WORK REQUIRED:
Copy the material below word for word, beginning at the line that contains "If you could drop a marker on the dried" and stopping after the line that contains "Target: man with sunglasses".

Object location annotation data
# # # #
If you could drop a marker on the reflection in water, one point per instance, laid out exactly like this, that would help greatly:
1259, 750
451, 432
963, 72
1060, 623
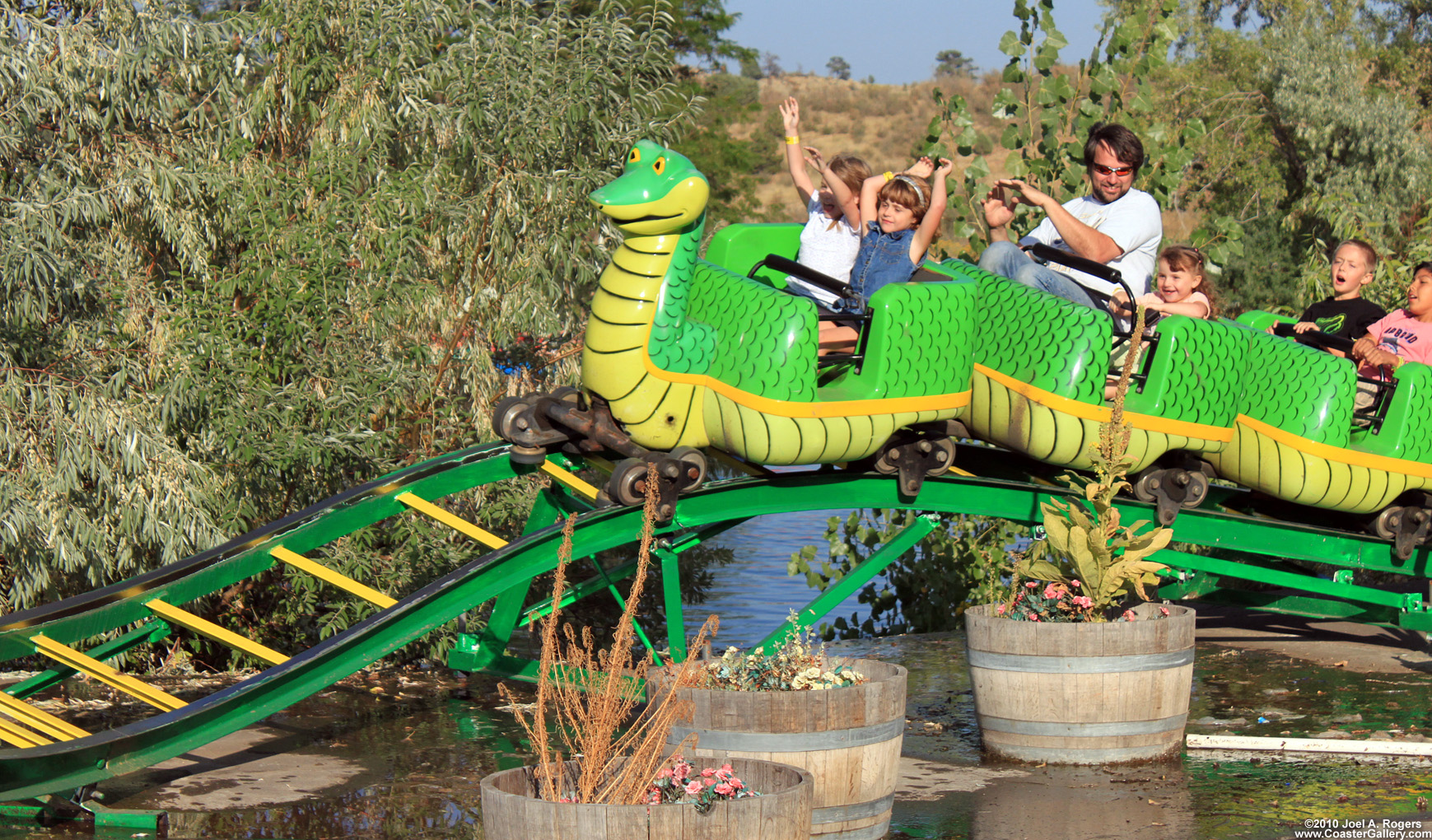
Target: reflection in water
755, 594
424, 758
# # # #
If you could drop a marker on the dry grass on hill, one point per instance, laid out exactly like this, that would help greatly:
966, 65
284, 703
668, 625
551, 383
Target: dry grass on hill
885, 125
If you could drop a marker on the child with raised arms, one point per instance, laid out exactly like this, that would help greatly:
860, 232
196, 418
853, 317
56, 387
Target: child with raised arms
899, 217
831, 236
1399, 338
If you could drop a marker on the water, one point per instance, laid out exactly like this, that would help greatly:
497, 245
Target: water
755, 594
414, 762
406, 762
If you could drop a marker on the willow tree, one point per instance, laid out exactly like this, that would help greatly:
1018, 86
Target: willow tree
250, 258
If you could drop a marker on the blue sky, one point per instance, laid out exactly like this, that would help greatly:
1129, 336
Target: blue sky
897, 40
# # # #
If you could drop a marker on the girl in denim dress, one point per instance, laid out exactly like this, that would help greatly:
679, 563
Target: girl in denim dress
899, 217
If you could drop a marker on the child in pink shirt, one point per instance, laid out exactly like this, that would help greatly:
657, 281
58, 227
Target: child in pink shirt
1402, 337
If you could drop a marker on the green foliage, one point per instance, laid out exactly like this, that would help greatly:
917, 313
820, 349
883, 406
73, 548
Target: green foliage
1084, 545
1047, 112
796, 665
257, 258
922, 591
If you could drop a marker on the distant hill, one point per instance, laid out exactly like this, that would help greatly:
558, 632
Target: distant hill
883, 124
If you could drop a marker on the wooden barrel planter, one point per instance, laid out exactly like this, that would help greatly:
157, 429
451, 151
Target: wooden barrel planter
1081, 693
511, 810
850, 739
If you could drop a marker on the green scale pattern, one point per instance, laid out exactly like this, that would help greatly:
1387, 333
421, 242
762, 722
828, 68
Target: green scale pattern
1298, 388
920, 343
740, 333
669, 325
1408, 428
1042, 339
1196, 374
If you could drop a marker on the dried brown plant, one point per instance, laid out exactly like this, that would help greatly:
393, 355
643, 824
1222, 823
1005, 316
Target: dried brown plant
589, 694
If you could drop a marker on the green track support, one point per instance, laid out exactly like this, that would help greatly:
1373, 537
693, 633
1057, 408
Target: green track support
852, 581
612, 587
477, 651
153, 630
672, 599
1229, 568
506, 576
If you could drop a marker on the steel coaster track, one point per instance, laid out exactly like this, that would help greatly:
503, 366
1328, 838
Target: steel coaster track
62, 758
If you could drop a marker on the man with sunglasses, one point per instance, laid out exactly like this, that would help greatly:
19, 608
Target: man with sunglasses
# # # #
THE RESPONSE:
If you could drop a marker on the dried brown plant, one point per instance, laid out exactly like this, that would help greatly:
393, 355
643, 824
1222, 823
1005, 316
Target: dried brown plant
589, 694
If you could drop a marker on the green track support, one point per instance, laid out exactly like this, that would help greatly:
1373, 537
693, 633
1057, 408
Target: green track support
852, 581
612, 587
477, 651
153, 630
672, 599
1229, 568
506, 576
If you could drop a marker on the steel coaster track, one point per instance, laid out exactly like this, that would help greatly:
503, 366
1328, 838
Target: steel coaster track
62, 758
If you could drop a marker on the man with sunglasses, one point per instance, laid out exactly like this, that would help greatly:
19, 608
Target: man with sunglasses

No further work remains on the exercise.